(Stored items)
[Start]

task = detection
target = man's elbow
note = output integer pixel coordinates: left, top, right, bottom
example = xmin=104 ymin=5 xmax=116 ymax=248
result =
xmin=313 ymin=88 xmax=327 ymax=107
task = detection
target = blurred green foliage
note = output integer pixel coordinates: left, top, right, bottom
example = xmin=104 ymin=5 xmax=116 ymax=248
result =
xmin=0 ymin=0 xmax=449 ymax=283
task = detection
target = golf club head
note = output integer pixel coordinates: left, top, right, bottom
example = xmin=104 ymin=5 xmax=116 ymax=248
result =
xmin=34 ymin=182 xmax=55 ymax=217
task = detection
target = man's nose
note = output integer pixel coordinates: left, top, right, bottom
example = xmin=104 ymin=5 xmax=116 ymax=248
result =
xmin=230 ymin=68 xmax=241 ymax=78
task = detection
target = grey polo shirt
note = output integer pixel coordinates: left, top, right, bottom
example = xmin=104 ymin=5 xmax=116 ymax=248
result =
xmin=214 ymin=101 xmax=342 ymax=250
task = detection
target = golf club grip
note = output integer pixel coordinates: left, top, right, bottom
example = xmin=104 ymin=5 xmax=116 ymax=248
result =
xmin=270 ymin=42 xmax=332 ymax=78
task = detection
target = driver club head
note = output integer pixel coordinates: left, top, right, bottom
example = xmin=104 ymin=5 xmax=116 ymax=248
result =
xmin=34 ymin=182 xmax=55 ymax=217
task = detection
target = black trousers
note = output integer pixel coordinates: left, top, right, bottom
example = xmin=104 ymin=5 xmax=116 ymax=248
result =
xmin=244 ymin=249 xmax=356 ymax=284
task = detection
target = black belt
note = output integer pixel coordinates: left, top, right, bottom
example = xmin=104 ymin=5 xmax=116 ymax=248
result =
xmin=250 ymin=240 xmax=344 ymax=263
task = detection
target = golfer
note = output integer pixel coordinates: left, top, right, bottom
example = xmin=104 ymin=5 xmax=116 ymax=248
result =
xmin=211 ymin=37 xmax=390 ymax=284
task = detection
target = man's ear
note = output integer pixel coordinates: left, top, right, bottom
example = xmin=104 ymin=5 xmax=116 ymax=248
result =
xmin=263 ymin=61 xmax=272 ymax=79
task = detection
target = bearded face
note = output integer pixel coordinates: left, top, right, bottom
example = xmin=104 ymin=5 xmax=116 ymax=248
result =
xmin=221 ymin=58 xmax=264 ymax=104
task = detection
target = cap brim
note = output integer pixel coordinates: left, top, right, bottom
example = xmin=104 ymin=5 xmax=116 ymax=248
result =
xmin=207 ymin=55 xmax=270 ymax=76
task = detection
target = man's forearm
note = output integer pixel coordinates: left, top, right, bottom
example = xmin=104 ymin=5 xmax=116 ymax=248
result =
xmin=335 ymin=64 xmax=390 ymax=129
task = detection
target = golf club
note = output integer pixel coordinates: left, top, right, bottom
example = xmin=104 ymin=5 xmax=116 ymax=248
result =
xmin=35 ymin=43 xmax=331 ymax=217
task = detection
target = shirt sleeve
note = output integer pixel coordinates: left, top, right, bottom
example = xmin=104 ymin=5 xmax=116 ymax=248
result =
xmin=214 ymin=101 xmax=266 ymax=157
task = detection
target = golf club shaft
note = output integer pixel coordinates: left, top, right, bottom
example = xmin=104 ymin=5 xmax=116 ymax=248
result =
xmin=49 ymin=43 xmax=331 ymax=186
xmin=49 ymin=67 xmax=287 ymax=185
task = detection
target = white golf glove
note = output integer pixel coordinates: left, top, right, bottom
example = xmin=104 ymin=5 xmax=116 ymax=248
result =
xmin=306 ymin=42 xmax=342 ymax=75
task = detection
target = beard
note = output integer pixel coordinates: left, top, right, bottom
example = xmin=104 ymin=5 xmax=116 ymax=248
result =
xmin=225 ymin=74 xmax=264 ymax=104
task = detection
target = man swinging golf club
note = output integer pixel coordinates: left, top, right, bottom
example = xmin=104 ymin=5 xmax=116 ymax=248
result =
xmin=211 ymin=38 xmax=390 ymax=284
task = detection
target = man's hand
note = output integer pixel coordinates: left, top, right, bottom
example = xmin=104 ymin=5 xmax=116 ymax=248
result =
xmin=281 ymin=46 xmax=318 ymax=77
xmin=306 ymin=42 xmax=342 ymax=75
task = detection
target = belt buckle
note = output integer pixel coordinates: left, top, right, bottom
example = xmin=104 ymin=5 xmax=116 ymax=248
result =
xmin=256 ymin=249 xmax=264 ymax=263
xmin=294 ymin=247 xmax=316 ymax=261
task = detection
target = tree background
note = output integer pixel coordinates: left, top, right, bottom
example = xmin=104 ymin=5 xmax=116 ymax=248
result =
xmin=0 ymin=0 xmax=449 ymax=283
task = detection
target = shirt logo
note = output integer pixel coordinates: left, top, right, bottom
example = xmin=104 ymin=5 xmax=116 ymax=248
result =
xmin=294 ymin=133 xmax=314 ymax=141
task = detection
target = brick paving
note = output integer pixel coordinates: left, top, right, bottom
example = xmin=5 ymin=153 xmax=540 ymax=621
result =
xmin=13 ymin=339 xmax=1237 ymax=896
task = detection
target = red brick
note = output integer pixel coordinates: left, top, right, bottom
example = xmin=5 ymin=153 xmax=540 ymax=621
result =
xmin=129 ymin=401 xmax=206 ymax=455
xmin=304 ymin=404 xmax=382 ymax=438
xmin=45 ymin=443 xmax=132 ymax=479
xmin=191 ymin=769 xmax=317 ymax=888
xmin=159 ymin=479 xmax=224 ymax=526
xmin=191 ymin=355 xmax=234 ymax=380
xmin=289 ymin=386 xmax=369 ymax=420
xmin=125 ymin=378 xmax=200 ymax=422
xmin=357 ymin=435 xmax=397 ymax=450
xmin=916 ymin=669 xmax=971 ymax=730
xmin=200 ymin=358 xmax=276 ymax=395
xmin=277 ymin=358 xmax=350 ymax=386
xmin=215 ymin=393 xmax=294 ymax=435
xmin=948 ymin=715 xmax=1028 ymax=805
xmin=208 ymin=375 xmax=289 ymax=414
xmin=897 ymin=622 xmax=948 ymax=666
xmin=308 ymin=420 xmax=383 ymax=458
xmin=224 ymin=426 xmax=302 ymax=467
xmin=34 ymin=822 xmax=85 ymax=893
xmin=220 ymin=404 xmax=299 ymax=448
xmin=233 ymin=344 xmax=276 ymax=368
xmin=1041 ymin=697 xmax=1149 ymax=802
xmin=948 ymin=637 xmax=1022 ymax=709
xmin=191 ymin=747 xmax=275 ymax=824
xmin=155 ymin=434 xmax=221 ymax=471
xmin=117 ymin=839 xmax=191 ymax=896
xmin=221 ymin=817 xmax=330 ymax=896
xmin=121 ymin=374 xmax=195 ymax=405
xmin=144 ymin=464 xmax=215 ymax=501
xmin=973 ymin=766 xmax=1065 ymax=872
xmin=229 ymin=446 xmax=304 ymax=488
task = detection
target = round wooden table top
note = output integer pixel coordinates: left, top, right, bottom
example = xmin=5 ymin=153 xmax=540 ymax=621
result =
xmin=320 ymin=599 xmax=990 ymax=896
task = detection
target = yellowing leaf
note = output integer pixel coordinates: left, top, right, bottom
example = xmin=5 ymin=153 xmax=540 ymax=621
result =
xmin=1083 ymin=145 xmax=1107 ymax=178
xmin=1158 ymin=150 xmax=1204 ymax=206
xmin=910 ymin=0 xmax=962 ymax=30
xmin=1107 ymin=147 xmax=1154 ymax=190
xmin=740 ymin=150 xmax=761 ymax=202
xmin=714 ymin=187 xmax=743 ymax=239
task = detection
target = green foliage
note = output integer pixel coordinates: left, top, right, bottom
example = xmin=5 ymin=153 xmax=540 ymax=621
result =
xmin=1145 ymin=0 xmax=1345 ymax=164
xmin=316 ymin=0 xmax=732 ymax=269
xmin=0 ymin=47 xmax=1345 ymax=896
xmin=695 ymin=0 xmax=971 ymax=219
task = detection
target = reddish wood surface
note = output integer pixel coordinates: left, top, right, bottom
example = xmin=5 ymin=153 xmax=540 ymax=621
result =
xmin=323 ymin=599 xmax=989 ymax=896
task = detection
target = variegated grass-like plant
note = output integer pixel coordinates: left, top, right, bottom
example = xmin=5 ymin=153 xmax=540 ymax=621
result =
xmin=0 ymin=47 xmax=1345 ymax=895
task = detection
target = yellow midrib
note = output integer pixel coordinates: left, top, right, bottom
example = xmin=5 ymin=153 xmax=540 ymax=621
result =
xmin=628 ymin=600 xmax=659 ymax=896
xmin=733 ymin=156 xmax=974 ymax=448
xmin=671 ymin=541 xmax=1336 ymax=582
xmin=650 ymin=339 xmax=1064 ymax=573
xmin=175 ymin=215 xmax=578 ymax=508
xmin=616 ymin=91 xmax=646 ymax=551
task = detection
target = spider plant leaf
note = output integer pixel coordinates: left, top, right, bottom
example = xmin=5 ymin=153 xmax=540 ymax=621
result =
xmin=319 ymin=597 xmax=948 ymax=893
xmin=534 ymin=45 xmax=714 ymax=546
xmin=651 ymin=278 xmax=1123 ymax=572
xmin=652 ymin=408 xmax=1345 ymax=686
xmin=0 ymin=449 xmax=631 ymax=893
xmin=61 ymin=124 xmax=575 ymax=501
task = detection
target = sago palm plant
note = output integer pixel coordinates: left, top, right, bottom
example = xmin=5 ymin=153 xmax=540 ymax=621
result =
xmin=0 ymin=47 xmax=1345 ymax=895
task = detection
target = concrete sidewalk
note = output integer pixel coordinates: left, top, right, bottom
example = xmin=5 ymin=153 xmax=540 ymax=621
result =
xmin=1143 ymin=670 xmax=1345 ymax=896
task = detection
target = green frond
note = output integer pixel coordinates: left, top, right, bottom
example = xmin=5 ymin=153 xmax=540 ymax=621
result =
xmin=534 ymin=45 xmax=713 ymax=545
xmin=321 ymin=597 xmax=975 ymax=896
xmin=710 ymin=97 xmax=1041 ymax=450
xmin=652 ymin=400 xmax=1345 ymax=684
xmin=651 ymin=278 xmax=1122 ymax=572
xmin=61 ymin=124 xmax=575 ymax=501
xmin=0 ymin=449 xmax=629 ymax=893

[End]

Given request:
Can you lay out everything from the start of the records down through the line containing "xmin=221 ymin=58 xmax=264 ymax=104" as a Markdown table with columns No. and Text, leaving out blank lines?

Solution to this exercise:
| No. | Text |
|---|---|
| 1 | task = detection |
| 2 | target = man's elbow |
| 3 | note = output integer pixel coordinates: left, top, right, bottom |
| 4 | example = xmin=104 ymin=5 xmax=116 ymax=248 |
| 5 | result = |
| 6 | xmin=313 ymin=88 xmax=327 ymax=107 |
| 7 | task = detection |
| 8 | target = blurred green foliage |
| 9 | note = output integer pixel coordinates: left, top, right, bottom |
| 10 | example = xmin=104 ymin=5 xmax=116 ymax=248 |
| 11 | result = |
| 12 | xmin=0 ymin=0 xmax=449 ymax=283 |
| 13 | task = detection |
| 14 | target = golf club head |
| 15 | note = output integer pixel coordinates: left, top, right, bottom |
| 16 | example = xmin=104 ymin=5 xmax=116 ymax=248 |
| 17 | result = |
| 18 | xmin=34 ymin=182 xmax=55 ymax=217 |
| 19 | task = detection |
| 20 | target = man's nose |
| 21 | note = output integer pixel coordinates: left, top, right, bottom |
| 22 | example = xmin=104 ymin=5 xmax=116 ymax=248 |
| 23 | result = |
| 24 | xmin=230 ymin=68 xmax=241 ymax=78 |
| 25 | task = detection |
| 26 | target = grey polo shirt |
| 27 | note = output integer pixel coordinates: left, top, right, bottom |
| 28 | example = xmin=104 ymin=5 xmax=116 ymax=248 |
| 29 | result = |
| 30 | xmin=214 ymin=101 xmax=342 ymax=250 |
| 31 | task = detection |
| 32 | target = golf club grip |
| 33 | note = output integer pixel coordinates: left, top, right, bottom |
| 34 | example = xmin=104 ymin=5 xmax=116 ymax=248 |
| 35 | result = |
| 36 | xmin=270 ymin=42 xmax=332 ymax=78 |
| 37 | task = detection |
| 38 | target = driver club head |
| 39 | note = output integer pixel coordinates: left, top, right, bottom |
| 40 | example = xmin=104 ymin=5 xmax=116 ymax=248 |
| 41 | result = |
| 42 | xmin=34 ymin=182 xmax=55 ymax=217 |
| 43 | task = detection |
| 44 | target = black trousers |
| 45 | note = output integer pixel coordinates: left, top, right, bottom |
| 46 | example = xmin=104 ymin=5 xmax=116 ymax=248 |
| 47 | result = |
| 48 | xmin=244 ymin=249 xmax=356 ymax=284 |
| 49 | task = detection |
| 50 | target = black belt |
| 51 | note = output integer pixel coordinates: left, top, right, bottom |
| 52 | example = xmin=104 ymin=5 xmax=116 ymax=248 |
| 53 | result = |
| 54 | xmin=250 ymin=240 xmax=344 ymax=263 |
| 55 | task = detection |
| 56 | target = golfer |
| 57 | note = output integer pixel coordinates: left, top, right, bottom |
| 58 | example = xmin=104 ymin=5 xmax=116 ymax=248 |
| 59 | result = |
| 60 | xmin=211 ymin=37 xmax=390 ymax=284 |
| 61 | task = detection |
| 62 | target = man's ear |
| 63 | note = output integer pixel coordinates: left, top, right, bottom |
| 64 | example = xmin=104 ymin=5 xmax=116 ymax=248 |
| 65 | result = |
| 66 | xmin=263 ymin=61 xmax=272 ymax=79 |
| 67 | task = detection |
| 68 | target = bearded face |
| 69 | note = output integer pixel coordinates: left, top, right, bottom |
| 70 | example = xmin=104 ymin=5 xmax=116 ymax=248 |
| 71 | result = |
| 72 | xmin=221 ymin=58 xmax=264 ymax=104 |